# Short task
Copy every record word for word.

# Dataset records
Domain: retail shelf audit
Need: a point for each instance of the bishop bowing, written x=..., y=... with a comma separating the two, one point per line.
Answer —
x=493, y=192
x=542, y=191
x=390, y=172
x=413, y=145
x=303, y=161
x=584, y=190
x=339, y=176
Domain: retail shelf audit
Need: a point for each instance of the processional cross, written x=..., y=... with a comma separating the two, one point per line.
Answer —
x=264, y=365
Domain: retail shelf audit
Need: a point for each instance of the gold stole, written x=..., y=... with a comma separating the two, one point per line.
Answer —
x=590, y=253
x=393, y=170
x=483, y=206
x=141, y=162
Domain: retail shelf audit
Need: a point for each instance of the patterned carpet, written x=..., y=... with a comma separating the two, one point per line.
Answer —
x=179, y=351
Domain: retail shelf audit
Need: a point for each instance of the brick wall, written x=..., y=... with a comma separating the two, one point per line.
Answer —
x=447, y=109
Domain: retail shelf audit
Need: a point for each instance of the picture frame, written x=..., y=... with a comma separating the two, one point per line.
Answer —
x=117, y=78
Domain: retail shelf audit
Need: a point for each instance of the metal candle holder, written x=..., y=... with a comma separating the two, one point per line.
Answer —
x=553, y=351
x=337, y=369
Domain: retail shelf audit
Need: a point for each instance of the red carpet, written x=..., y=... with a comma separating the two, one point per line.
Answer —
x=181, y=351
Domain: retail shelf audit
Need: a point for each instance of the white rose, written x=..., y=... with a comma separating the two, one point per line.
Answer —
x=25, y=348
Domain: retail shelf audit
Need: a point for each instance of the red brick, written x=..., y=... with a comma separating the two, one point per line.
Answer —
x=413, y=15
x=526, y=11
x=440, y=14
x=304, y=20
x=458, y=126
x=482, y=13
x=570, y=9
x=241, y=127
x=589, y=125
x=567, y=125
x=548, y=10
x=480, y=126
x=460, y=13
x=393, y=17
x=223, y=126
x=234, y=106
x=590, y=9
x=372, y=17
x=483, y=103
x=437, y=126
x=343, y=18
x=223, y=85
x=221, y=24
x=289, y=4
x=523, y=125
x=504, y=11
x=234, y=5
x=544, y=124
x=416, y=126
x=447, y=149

# Finished task
Domain: retail shelf audit
Need: a point for each instance of the bishop bowing, written x=..., y=... with a comma separating the two, one point per line.
Answer —
x=493, y=192
x=542, y=191
x=390, y=172
x=413, y=145
x=303, y=161
x=584, y=190
x=339, y=176
Domain: retail shelf audit
Need: a point for each instance of the processional cross, written x=..., y=... with a comma separating the two, one point per line.
Answer —
x=264, y=365
Domain: retail shelf audit
Need: a point for each instance of the gold stole, written x=..., y=... with a comma separating the two, one point per line.
Answer —
x=590, y=253
x=393, y=170
x=483, y=206
x=141, y=162
Domain: retail shelf audit
Need: a point for each instance of the patterned carpet, written x=..., y=... with a comma separating the two, one point per line.
Answer —
x=179, y=351
Domain: retail shelf audit
Need: a point for each instance of the brick wall, written x=..., y=... with a comma separating the two, one point per line.
Answer —
x=447, y=109
Domain: retail shelf audit
Need: a point for each instance of the picture frame, written x=..., y=... with a comma separating the two, one point per line.
Answer —
x=117, y=78
Domain: retail shelf audit
Need: a point for each instance of the metal candle holder, written x=..., y=... with a comma separating the two, one point per line.
Answer —
x=553, y=351
x=337, y=369
Domain: retail shelf audit
Need: a point for each instance of the red carpet, written x=..., y=... with a comma separating the two, one point per line.
Answer —
x=181, y=351
Domain: retail shelf audit
Need: a point for each instance of the white rose, written x=..., y=... with a comma separating the two, one point per line.
Answer —
x=25, y=348
Domain: retail shelf audit
Need: a point for each instance of the red brick, written x=..., y=... with a comma separating the two, one point per line.
Answer —
x=413, y=15
x=526, y=11
x=440, y=14
x=304, y=20
x=458, y=126
x=482, y=13
x=570, y=9
x=241, y=127
x=589, y=125
x=567, y=125
x=548, y=10
x=480, y=126
x=460, y=13
x=393, y=17
x=223, y=126
x=234, y=106
x=590, y=9
x=372, y=17
x=483, y=103
x=437, y=126
x=343, y=18
x=223, y=85
x=221, y=24
x=289, y=4
x=523, y=125
x=504, y=11
x=234, y=5
x=544, y=124
x=416, y=126
x=447, y=149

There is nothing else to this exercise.